Format each line of the items below as a numbered list and leave out any blank lines.

Data for this task
* Begin *

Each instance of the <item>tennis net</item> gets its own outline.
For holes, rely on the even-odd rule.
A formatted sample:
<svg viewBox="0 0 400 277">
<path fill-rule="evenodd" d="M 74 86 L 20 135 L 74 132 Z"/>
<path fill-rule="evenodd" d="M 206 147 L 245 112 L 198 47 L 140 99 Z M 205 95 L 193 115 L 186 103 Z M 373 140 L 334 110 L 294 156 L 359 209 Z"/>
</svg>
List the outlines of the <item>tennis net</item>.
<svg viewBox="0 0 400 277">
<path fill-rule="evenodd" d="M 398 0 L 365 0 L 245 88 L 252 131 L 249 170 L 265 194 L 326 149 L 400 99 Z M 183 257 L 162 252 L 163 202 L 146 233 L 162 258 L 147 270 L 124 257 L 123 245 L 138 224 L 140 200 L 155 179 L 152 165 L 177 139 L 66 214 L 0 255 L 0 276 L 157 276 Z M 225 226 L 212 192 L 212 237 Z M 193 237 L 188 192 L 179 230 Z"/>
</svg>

* End *

Solution
1. Each instance of the <item>tennis net</item> gets its own outline.
2. For holes, rely on the even-odd rule.
3. A formatted sample:
4. <svg viewBox="0 0 400 277">
5. <path fill-rule="evenodd" d="M 74 86 L 20 135 L 74 132 Z"/>
6. <path fill-rule="evenodd" d="M 206 147 L 245 112 L 198 47 L 140 99 Z M 205 95 L 193 115 L 186 103 Z M 373 140 L 334 110 L 294 156 L 359 209 Z"/>
7. </svg>
8. List the outlines of the <item>tennis net</item>.
9. <svg viewBox="0 0 400 277">
10. <path fill-rule="evenodd" d="M 398 0 L 365 0 L 245 88 L 252 131 L 249 170 L 265 194 L 326 149 L 400 99 Z M 183 257 L 162 252 L 163 202 L 146 233 L 162 258 L 147 270 L 124 257 L 123 245 L 138 224 L 140 200 L 155 179 L 152 165 L 177 139 L 66 214 L 0 255 L 0 276 L 157 276 Z M 225 226 L 212 192 L 212 237 Z M 193 237 L 188 192 L 179 230 Z"/>
11. </svg>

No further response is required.